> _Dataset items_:
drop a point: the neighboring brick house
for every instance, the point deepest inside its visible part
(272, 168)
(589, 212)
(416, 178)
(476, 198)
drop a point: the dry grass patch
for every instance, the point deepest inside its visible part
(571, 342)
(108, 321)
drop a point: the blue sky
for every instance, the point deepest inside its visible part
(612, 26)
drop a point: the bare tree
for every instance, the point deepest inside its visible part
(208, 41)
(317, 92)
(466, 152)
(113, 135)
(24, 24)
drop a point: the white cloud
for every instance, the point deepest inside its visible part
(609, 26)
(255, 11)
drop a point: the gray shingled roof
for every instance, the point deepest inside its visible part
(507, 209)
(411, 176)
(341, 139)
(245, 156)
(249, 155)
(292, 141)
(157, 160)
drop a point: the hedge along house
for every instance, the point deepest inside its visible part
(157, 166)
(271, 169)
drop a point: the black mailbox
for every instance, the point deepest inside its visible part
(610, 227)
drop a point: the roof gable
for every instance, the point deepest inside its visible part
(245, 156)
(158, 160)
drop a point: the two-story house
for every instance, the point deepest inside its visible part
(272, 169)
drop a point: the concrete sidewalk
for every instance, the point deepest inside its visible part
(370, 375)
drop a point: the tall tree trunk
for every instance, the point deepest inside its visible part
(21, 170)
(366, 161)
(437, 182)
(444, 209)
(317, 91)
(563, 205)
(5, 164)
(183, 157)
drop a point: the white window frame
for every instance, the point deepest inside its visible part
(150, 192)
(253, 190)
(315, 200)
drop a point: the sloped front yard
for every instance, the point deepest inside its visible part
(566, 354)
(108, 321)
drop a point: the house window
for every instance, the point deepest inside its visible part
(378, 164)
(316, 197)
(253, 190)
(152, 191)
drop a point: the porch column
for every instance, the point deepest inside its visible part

> _Task brief_:
All the records above must be transcribed without a single change to any word.

> _Task result_:
drop a point: the neighboring brick house
for every instance, the point deepest inside its visible part
(272, 168)
(589, 212)
(416, 178)
(476, 198)
drop a point: the dry grass patch
for every instance, the point deepest inside its visible part
(571, 342)
(108, 321)
drop a point: the blue sky
for every instance, the point deepest inside its visible part
(612, 26)
drop a point: the bare tree
for every instance, the point deepest inside its visible part
(208, 41)
(317, 92)
(466, 152)
(113, 135)
(24, 24)
drop a point: the white cloud
for every instance, the point deepest inside its visible part
(609, 26)
(255, 11)
drop a point: the gray shingled roof
for every instance, the point deepest inside its visible part
(507, 209)
(411, 176)
(341, 139)
(245, 156)
(249, 155)
(292, 141)
(157, 160)
drop a point: the hedge along house
for every instance, the point deepest inside its visible part
(157, 166)
(271, 169)
drop a point: the black mailbox
for every instance, the point deepest inside its visible part
(610, 227)
drop a point: the roof gable
for every instance, the point deepest inside its visible part
(245, 156)
(158, 160)
drop a point: the two-story house
for every instance, the point deepest inside its visible part
(272, 169)
drop a point: the concrete sidewalk
for every instance, the point deepest inside its visible part
(370, 375)
drop a point: the tall tree trunk
for every instance, the point deepest inside its visible part
(21, 170)
(366, 161)
(437, 182)
(444, 209)
(317, 91)
(563, 205)
(5, 164)
(183, 157)
drop a point: the white window frame
for every instance, the point deepest inside its visible part
(150, 192)
(253, 190)
(315, 200)
drop a point: the sloped front yard
for every instance, the point deepest inside its visible part
(566, 354)
(108, 321)
drop a point: the house window
for every instance, the point deepest inside its visible part
(378, 164)
(316, 197)
(253, 190)
(152, 191)
drop a point: the porch column
for every instance, the point deepest inside its visible part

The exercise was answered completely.